> Task objective: Between the line containing "Target: player's arm" and the line containing "the catcher's throat" lies a run of lines; give that run again exactly, with both of those lines, and nothing else from the entries below.

[Record excerpts — start]

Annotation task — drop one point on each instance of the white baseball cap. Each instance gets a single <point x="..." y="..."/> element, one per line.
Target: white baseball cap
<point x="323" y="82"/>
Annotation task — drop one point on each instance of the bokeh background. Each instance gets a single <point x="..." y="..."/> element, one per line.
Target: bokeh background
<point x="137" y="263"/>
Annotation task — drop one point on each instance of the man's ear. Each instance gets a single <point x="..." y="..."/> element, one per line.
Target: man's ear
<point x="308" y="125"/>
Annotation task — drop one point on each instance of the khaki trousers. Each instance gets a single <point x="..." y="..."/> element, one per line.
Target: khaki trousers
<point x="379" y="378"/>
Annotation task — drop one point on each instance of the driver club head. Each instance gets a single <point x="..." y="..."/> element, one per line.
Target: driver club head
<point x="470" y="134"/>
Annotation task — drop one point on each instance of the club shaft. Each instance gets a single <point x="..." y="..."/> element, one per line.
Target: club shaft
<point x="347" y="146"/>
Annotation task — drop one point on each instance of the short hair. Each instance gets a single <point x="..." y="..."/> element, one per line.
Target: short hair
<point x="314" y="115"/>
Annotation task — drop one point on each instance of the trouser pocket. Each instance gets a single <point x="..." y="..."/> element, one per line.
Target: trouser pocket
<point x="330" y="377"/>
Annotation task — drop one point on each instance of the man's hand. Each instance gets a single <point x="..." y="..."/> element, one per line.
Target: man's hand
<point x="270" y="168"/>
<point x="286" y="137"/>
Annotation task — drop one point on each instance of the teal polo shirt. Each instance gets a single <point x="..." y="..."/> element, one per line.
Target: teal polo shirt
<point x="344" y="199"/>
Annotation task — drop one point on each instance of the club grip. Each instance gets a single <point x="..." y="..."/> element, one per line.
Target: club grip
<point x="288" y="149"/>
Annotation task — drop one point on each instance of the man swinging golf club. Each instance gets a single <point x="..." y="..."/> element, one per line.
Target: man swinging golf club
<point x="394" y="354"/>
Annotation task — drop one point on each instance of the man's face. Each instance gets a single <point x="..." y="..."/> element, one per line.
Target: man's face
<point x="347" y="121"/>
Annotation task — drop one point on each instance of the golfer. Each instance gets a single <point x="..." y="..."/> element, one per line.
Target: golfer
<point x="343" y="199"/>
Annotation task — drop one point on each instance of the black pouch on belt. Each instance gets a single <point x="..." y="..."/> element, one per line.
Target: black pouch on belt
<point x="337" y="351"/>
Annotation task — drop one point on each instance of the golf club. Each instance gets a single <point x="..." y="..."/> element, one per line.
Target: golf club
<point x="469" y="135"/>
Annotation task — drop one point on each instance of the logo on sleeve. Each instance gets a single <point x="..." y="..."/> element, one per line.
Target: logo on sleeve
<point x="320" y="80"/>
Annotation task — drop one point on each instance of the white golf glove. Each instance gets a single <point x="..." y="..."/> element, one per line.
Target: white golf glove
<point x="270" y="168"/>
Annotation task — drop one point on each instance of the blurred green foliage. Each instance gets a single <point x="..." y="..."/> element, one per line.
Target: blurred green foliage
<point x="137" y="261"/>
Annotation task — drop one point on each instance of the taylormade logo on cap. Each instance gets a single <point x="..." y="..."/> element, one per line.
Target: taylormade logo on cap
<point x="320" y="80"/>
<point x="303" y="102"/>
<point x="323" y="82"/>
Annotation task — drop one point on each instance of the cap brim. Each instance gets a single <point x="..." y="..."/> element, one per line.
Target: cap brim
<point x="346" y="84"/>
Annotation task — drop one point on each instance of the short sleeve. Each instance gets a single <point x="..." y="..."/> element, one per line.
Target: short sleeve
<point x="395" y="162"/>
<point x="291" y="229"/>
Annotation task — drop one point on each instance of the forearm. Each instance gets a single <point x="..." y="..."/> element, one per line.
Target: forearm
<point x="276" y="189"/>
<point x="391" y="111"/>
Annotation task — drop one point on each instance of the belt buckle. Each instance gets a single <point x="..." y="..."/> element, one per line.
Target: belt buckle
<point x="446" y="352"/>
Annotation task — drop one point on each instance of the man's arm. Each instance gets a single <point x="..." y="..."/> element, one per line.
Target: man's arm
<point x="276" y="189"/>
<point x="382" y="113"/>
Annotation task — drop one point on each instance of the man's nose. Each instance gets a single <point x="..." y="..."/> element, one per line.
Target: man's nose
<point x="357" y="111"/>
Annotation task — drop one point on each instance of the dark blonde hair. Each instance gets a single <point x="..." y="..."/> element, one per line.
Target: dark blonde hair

[Record excerpts — finish]
[Record excerpts — start]

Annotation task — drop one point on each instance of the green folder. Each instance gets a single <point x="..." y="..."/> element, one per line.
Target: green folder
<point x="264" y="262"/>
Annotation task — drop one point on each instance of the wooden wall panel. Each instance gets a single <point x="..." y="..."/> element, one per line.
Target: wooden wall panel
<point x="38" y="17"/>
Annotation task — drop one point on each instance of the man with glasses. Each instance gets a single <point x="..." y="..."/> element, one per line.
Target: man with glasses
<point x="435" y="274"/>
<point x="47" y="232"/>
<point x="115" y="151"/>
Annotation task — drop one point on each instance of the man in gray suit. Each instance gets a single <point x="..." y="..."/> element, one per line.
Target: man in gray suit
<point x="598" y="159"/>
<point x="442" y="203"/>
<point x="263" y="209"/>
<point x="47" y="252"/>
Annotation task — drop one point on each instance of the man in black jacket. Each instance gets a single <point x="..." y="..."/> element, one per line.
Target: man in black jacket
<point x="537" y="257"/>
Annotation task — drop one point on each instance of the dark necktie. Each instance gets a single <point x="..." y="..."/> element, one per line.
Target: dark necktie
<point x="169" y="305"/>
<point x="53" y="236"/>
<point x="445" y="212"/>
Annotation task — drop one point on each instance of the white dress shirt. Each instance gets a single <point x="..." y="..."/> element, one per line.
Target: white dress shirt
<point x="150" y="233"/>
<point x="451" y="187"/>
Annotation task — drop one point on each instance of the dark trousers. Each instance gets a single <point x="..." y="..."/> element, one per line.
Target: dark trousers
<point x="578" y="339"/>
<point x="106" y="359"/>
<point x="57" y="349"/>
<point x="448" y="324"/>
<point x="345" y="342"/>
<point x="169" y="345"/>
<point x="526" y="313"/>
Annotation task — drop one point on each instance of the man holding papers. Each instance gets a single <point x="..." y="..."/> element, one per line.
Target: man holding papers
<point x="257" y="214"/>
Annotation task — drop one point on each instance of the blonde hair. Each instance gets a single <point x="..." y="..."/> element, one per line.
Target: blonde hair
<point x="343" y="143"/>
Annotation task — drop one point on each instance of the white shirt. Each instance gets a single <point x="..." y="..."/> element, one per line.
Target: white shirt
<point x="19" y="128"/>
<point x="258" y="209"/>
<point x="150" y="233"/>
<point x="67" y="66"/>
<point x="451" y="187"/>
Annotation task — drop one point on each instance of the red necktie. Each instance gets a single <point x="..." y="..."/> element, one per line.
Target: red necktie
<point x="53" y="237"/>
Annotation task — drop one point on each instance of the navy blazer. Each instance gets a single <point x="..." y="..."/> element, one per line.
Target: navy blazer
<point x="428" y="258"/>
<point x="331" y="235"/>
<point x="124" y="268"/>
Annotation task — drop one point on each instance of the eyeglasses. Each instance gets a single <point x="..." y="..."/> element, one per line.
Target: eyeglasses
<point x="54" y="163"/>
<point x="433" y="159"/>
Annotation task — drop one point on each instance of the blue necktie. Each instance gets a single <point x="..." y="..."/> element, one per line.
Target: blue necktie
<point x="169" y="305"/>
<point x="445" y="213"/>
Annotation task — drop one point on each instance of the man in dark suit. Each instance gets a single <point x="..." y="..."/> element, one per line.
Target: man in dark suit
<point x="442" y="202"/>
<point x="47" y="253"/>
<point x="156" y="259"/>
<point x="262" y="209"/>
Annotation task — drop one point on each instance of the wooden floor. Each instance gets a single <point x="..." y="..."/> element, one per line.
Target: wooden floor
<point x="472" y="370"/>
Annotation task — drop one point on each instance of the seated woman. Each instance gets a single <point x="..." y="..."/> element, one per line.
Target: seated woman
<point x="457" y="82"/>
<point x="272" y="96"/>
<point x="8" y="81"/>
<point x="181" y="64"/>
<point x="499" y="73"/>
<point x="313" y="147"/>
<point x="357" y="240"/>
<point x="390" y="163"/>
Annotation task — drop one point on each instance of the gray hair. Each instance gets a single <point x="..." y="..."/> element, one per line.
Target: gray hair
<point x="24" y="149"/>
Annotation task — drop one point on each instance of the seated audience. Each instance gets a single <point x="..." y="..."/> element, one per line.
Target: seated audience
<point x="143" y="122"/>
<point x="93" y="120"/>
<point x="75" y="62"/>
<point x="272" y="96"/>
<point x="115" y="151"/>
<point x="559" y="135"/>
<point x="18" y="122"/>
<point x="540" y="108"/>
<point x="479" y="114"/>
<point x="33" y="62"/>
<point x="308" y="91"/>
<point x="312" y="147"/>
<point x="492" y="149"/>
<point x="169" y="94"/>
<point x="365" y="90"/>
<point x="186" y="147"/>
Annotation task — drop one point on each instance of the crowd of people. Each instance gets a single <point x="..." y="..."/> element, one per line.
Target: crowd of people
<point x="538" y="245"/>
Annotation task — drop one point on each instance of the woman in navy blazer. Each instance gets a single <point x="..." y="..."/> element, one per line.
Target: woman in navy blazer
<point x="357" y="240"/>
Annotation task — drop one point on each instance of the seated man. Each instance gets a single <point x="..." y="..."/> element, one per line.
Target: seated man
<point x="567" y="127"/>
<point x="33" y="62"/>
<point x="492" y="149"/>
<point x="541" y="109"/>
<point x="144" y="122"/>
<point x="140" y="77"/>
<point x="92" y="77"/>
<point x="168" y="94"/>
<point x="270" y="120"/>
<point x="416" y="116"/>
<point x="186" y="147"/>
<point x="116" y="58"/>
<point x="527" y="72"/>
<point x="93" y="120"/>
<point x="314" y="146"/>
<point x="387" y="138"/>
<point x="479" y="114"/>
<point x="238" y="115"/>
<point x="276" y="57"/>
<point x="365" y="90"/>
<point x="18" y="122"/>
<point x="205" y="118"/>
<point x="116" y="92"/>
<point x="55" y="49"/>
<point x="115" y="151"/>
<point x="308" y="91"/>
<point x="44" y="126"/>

[Record excerpts — finish]
[Record excerpts — start]

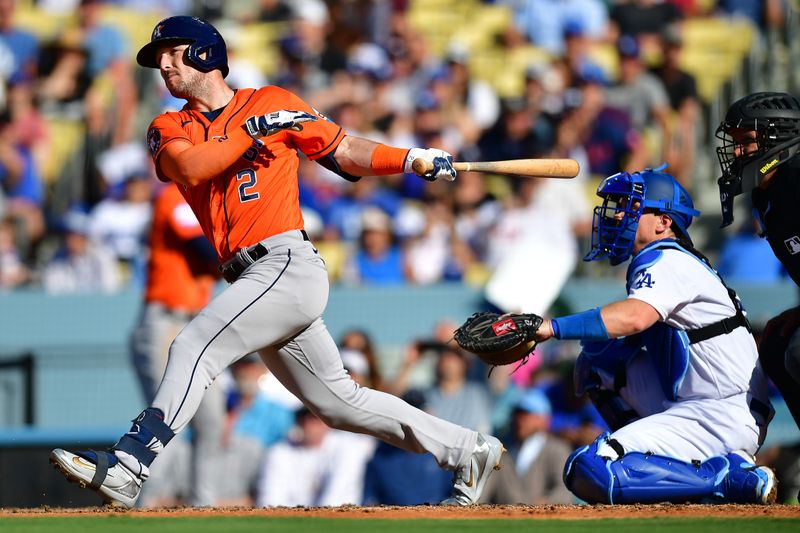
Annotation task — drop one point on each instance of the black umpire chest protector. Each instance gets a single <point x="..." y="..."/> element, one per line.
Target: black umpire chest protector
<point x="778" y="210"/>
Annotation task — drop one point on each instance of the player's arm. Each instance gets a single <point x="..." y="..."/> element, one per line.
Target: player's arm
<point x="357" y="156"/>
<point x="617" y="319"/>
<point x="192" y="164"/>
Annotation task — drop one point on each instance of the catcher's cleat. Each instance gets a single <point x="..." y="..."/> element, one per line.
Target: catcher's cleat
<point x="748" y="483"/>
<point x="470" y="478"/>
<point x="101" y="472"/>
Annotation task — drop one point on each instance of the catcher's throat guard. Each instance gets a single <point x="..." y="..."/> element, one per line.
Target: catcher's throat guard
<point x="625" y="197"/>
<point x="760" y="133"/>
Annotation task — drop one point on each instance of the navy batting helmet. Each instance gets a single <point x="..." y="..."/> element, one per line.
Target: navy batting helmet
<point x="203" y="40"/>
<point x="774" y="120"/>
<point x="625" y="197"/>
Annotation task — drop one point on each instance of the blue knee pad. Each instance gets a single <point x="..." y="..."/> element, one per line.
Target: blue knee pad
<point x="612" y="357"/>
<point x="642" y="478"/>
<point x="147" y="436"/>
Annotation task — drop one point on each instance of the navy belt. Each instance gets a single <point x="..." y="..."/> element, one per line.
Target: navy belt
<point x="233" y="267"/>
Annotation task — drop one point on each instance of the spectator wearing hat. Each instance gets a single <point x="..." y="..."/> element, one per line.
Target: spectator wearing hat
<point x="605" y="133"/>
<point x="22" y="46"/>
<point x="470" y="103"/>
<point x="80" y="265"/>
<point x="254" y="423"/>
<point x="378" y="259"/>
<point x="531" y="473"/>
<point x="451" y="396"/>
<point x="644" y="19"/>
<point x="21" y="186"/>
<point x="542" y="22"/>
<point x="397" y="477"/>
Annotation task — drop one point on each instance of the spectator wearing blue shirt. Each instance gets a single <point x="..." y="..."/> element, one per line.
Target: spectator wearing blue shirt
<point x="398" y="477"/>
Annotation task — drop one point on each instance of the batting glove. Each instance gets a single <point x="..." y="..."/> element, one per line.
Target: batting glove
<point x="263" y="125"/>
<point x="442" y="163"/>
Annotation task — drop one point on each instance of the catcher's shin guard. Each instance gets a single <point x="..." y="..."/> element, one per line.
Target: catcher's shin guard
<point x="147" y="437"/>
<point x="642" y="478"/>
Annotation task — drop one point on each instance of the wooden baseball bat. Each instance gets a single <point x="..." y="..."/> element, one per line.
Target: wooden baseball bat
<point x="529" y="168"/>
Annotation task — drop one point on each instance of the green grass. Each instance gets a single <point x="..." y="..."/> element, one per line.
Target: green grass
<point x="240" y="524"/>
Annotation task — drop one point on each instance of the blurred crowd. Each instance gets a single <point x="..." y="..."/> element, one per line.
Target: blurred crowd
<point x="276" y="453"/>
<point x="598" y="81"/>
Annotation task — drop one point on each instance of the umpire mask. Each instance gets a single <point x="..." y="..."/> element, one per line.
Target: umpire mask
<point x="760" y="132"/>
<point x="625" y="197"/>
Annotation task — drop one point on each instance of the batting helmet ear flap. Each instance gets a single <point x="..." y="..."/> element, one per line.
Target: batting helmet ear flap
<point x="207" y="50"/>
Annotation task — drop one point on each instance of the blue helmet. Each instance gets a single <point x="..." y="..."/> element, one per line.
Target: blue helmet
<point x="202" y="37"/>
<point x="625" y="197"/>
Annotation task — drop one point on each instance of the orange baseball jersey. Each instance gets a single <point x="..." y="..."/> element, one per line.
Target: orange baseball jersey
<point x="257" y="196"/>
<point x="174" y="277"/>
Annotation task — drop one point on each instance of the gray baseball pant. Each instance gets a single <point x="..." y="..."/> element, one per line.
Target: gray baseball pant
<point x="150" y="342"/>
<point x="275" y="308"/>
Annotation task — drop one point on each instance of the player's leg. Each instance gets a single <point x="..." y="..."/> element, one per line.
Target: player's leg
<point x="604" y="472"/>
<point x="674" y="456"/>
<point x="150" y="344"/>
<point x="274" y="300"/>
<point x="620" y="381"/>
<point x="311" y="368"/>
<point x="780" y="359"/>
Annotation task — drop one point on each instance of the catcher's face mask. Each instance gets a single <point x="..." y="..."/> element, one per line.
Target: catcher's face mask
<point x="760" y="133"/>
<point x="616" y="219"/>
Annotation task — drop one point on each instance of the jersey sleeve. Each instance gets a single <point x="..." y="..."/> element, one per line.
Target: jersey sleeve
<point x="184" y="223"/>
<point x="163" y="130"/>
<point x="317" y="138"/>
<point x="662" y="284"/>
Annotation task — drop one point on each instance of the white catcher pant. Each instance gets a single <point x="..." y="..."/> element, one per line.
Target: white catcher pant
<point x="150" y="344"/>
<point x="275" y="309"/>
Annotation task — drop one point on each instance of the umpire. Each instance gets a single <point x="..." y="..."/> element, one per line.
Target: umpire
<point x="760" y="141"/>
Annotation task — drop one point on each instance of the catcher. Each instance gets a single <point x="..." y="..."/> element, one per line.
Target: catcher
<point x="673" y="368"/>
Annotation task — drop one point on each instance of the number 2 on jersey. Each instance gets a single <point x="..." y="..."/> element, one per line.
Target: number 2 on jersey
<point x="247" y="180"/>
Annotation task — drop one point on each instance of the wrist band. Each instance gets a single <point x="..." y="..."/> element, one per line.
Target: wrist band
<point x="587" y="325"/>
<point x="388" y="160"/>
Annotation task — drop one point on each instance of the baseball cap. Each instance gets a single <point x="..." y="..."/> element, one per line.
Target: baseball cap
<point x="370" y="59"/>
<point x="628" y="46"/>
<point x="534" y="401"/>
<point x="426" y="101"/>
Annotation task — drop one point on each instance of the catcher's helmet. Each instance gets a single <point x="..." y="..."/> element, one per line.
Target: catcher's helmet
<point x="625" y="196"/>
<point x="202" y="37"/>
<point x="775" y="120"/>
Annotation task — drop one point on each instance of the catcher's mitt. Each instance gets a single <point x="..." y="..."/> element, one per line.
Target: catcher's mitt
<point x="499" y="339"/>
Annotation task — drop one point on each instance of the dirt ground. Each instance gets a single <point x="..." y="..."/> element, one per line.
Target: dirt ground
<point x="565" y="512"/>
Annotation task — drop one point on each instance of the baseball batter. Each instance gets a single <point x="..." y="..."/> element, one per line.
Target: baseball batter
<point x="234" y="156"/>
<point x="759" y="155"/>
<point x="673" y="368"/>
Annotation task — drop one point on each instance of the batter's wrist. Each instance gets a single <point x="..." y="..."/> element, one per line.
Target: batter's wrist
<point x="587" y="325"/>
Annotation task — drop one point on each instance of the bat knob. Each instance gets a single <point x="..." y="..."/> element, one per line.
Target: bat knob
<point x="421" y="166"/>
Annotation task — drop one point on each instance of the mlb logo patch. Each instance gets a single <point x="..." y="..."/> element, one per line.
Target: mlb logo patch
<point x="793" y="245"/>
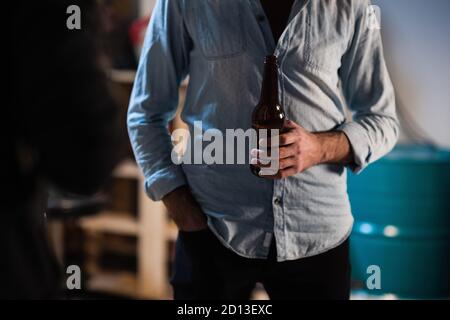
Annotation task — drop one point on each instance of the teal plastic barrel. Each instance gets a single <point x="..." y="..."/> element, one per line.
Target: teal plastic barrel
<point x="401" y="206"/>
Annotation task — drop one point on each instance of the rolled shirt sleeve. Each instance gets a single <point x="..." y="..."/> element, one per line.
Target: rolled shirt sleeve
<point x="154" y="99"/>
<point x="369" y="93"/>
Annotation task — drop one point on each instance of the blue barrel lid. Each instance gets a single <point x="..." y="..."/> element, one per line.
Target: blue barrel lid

[Record excerpts — finish]

> Expected answer:
Target: player's arm
<point x="357" y="156"/>
<point x="617" y="319"/>
<point x="192" y="164"/>
Annotation task — drop one point on each instance of the catcher's cleat. Each instance gets a single <point x="..." y="..."/> element, one per line.
Target: catcher's cleat
<point x="748" y="483"/>
<point x="470" y="478"/>
<point x="101" y="472"/>
Annotation task — drop one point on each instance of the catcher's throat guard. Each instance gets a single <point x="..." y="..."/> element, one per line.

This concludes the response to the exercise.